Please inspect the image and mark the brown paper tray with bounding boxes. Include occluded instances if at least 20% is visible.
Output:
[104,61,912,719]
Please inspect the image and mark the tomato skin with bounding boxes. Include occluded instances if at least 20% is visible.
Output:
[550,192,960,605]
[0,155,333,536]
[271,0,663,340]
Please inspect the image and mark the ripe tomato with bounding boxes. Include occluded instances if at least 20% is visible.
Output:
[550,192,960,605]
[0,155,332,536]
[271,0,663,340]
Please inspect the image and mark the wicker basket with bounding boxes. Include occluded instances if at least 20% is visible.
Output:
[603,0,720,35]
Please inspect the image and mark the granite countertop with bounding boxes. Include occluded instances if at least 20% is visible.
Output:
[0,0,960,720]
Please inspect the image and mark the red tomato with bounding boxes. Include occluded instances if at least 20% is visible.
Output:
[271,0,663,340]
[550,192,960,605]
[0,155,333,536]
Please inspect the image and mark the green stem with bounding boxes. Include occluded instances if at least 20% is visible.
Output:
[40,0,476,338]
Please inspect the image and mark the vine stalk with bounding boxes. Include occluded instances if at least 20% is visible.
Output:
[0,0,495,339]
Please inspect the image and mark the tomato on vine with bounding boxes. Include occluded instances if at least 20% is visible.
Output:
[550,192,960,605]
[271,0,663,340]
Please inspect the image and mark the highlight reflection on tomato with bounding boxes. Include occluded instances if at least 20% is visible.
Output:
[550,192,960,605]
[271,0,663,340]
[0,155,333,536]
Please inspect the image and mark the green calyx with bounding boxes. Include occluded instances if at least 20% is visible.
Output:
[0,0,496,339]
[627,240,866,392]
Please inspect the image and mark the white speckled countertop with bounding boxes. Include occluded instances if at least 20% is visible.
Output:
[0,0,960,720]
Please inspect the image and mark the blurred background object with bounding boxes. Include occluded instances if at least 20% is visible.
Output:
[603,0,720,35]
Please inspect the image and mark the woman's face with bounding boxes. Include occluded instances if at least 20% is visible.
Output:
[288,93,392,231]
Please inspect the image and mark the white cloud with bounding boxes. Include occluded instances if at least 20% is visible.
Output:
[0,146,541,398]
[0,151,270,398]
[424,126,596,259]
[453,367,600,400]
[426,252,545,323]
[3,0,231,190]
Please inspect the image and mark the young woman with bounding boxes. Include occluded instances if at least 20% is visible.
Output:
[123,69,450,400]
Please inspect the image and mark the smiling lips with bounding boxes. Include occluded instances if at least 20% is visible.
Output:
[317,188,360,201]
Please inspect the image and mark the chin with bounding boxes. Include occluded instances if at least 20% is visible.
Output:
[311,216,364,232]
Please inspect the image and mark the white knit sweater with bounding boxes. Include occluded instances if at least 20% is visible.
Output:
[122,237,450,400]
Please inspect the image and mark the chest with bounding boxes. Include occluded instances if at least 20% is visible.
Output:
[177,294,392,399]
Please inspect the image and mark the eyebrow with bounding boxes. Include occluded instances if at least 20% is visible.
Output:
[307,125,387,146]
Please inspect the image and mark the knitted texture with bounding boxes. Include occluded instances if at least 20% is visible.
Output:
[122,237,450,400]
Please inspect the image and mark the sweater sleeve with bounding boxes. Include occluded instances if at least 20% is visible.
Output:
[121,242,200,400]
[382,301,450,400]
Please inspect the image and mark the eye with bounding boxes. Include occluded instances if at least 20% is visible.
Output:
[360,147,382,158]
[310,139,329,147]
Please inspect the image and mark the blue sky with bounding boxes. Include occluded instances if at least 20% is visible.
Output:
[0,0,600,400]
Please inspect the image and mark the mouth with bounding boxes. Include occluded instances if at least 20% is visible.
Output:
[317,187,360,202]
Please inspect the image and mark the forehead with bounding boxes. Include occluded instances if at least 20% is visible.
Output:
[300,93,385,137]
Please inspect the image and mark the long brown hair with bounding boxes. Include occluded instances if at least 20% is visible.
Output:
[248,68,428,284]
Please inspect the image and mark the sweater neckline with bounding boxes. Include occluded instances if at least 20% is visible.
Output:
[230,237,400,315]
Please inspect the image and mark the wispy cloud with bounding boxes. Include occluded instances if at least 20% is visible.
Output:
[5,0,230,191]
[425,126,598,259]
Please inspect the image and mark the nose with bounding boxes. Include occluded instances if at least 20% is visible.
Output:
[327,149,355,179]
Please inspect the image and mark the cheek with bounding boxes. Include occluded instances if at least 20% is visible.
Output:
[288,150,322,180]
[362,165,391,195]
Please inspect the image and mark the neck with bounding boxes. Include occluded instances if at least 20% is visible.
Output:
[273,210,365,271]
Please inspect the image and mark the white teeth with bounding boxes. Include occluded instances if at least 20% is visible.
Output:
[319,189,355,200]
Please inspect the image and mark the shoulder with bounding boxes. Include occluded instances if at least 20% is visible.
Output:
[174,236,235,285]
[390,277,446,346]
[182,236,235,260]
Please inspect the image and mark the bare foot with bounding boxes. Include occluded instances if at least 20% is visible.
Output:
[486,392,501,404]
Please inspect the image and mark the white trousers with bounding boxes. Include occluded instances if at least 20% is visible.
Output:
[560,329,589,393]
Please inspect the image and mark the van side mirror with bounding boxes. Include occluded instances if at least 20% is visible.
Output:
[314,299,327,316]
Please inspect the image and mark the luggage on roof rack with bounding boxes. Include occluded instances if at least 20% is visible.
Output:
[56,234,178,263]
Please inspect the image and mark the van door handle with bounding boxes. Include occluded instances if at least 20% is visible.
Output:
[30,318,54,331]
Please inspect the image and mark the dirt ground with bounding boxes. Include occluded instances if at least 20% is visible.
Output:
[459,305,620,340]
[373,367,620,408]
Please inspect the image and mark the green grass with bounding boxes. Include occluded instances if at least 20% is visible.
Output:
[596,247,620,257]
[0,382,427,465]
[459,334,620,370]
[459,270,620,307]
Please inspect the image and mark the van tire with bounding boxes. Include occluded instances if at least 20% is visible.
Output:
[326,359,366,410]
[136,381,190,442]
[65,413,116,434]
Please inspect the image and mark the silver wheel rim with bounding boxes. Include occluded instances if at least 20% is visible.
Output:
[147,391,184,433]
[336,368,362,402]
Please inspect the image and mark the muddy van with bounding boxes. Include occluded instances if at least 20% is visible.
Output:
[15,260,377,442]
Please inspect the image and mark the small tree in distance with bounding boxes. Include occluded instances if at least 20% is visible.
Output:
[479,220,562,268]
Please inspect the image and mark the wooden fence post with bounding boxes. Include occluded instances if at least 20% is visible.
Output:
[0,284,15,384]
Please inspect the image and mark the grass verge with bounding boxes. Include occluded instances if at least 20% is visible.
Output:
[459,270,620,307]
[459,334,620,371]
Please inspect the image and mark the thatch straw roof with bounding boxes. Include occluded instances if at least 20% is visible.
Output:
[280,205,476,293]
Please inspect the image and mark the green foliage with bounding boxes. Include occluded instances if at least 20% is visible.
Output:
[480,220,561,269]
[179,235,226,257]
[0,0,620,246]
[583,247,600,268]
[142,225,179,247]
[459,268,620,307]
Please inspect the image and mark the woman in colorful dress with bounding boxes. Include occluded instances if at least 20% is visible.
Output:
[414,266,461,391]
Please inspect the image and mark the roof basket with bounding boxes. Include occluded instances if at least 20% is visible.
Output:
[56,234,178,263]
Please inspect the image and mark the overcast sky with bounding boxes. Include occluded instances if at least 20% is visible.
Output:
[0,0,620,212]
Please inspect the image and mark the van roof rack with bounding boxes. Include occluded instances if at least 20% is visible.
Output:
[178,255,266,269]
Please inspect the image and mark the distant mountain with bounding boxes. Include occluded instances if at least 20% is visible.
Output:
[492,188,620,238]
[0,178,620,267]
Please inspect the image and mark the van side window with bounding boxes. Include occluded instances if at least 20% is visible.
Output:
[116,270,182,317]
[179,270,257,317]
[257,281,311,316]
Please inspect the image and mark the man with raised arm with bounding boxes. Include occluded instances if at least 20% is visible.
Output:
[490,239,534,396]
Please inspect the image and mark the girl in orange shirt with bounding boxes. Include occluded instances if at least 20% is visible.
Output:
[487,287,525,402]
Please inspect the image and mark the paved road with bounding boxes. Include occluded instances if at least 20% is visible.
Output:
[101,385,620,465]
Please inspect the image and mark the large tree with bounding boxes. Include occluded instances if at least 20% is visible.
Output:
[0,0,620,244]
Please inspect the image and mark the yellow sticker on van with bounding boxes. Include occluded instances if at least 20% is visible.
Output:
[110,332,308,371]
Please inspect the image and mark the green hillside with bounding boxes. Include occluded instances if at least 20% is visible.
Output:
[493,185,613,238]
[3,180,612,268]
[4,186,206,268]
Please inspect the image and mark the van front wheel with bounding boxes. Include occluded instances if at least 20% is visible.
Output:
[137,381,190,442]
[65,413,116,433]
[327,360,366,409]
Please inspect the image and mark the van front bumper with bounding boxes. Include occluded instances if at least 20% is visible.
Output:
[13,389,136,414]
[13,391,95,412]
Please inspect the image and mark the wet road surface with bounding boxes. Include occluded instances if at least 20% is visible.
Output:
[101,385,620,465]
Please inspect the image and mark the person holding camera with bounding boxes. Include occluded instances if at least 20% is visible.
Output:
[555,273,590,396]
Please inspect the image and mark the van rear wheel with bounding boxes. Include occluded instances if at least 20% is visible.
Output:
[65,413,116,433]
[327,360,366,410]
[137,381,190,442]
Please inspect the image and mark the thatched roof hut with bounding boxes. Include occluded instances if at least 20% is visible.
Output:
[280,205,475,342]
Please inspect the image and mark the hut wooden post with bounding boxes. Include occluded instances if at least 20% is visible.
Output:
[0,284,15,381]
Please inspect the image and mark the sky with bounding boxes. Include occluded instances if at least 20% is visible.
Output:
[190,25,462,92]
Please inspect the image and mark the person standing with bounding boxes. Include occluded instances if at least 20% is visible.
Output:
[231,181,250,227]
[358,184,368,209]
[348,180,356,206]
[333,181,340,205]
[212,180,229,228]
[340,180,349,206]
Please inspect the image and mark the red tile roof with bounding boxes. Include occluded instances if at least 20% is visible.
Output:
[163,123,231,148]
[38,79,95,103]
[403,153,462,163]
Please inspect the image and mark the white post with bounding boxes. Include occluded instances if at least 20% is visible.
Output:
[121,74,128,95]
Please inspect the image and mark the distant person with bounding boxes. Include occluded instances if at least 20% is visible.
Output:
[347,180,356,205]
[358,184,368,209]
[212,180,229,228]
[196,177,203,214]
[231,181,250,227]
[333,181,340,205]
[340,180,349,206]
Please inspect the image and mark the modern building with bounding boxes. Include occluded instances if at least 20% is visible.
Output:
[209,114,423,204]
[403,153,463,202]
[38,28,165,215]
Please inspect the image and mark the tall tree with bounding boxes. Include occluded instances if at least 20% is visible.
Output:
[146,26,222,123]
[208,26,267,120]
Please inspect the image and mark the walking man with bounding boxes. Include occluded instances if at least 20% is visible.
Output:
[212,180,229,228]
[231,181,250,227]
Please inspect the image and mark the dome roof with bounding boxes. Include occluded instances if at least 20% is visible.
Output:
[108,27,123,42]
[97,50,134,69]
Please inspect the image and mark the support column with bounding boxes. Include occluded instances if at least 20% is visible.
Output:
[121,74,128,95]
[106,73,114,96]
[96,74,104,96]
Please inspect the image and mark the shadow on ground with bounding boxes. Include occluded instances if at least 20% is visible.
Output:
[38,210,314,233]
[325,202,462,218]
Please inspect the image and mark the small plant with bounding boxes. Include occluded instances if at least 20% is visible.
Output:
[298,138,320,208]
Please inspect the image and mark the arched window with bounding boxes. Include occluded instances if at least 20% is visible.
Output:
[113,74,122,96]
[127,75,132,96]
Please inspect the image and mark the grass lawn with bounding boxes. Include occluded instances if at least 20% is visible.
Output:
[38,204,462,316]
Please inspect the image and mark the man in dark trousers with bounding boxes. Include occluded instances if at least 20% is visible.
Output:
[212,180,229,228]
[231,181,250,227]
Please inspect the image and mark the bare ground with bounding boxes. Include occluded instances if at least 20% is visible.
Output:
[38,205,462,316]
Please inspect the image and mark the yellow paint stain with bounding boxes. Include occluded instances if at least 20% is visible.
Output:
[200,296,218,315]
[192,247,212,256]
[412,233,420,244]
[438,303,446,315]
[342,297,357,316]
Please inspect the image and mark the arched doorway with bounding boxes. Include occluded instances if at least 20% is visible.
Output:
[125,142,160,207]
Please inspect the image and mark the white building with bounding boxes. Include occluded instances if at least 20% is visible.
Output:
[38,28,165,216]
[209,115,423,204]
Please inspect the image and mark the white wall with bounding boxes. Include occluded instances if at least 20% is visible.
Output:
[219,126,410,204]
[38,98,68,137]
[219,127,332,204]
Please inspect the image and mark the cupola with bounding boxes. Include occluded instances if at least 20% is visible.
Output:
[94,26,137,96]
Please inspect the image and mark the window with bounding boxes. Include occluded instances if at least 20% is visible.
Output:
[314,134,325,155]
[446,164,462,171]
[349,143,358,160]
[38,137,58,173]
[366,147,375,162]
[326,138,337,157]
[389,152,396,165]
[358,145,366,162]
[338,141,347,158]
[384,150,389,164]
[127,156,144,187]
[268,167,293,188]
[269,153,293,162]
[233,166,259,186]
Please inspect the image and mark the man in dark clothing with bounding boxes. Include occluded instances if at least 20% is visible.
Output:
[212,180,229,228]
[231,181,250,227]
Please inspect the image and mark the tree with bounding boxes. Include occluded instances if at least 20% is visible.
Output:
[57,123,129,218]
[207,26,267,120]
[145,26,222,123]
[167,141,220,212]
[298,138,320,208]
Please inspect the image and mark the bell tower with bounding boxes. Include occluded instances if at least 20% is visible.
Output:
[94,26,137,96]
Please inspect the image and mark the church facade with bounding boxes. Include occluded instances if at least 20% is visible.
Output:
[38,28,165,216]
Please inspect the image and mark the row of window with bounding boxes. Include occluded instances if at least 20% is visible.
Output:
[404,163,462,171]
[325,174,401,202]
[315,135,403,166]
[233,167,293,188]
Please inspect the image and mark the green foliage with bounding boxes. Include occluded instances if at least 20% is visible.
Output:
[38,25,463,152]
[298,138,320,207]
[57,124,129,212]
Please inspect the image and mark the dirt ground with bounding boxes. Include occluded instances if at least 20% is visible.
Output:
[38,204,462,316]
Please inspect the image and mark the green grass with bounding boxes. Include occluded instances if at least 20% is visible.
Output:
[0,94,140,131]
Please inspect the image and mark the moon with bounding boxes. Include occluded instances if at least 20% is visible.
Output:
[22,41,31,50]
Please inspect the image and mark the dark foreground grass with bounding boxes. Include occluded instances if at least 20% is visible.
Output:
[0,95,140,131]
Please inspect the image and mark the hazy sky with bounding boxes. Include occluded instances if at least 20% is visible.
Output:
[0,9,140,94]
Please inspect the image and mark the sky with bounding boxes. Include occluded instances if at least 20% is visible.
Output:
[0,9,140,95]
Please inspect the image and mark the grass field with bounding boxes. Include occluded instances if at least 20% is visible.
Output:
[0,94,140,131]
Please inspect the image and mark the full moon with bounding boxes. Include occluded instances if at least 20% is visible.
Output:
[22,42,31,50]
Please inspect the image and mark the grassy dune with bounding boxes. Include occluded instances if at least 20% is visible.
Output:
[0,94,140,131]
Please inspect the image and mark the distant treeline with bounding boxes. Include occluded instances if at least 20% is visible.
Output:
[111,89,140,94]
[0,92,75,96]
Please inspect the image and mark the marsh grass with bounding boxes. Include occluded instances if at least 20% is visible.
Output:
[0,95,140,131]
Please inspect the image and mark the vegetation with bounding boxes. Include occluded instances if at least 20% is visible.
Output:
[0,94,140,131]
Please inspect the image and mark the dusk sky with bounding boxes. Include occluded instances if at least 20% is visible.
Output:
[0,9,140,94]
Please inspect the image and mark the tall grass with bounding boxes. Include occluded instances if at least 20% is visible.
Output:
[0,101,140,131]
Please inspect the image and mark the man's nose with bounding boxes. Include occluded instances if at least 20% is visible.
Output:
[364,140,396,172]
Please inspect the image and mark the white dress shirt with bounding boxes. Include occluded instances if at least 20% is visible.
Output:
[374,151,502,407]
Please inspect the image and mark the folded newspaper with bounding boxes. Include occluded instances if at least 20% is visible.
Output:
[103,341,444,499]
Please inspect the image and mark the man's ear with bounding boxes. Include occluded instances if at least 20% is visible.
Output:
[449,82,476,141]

» EXERCISE INSTRUCTIONS
Update the data from the line containing "Please inspect the image and mark the chin" down to the line containing "[317,187,360,202]": write out those lines again with "white knit sweater" replaced by "cream knit sweater" and everything else left unchanged.

» EXERCISE SOLUTION
Please inspect the image and mark the chin with bounding boxes. Include occluded instances if at least 20% is visible.
Output:
[311,216,364,232]
Please inspect the image and mark the cream knit sweater with bounding boxes. Include occluded instances if at least 20% is visible.
Output:
[122,237,450,400]
Please inspect the image and mark the chest with bounding boxes. Include occluded instances if at least 20% is visible.
Output:
[177,294,392,399]
Please inspect the image and mark the eyebrow with bounding boxes. Include occluded instances if at least 20% is visible.
Output:
[307,125,387,146]
Please inspect the image and mark the knitted texture with bounding boxes. Include occluded instances if at least 20% is visible.
Output:
[122,237,450,400]
Please inspect the image and mark the sweater sleeve with bounding boxes. Include occluded instances if at least 20% is visible.
Output:
[121,242,200,400]
[382,301,450,400]
Please inspect the image and mark the eye with bounding boxes. Include occluded instances if at least 20% is visible.
Output:
[360,147,382,158]
[310,139,329,147]
Please inspect the image and mark the blue sky with bounding boxes. Include occluded instances if at least 20% is visible.
Output:
[0,0,600,400]
Please inspect the image and mark the mouth with bounding boxes. Include occluded instances if at least 20% is visible.
Output:
[317,187,360,202]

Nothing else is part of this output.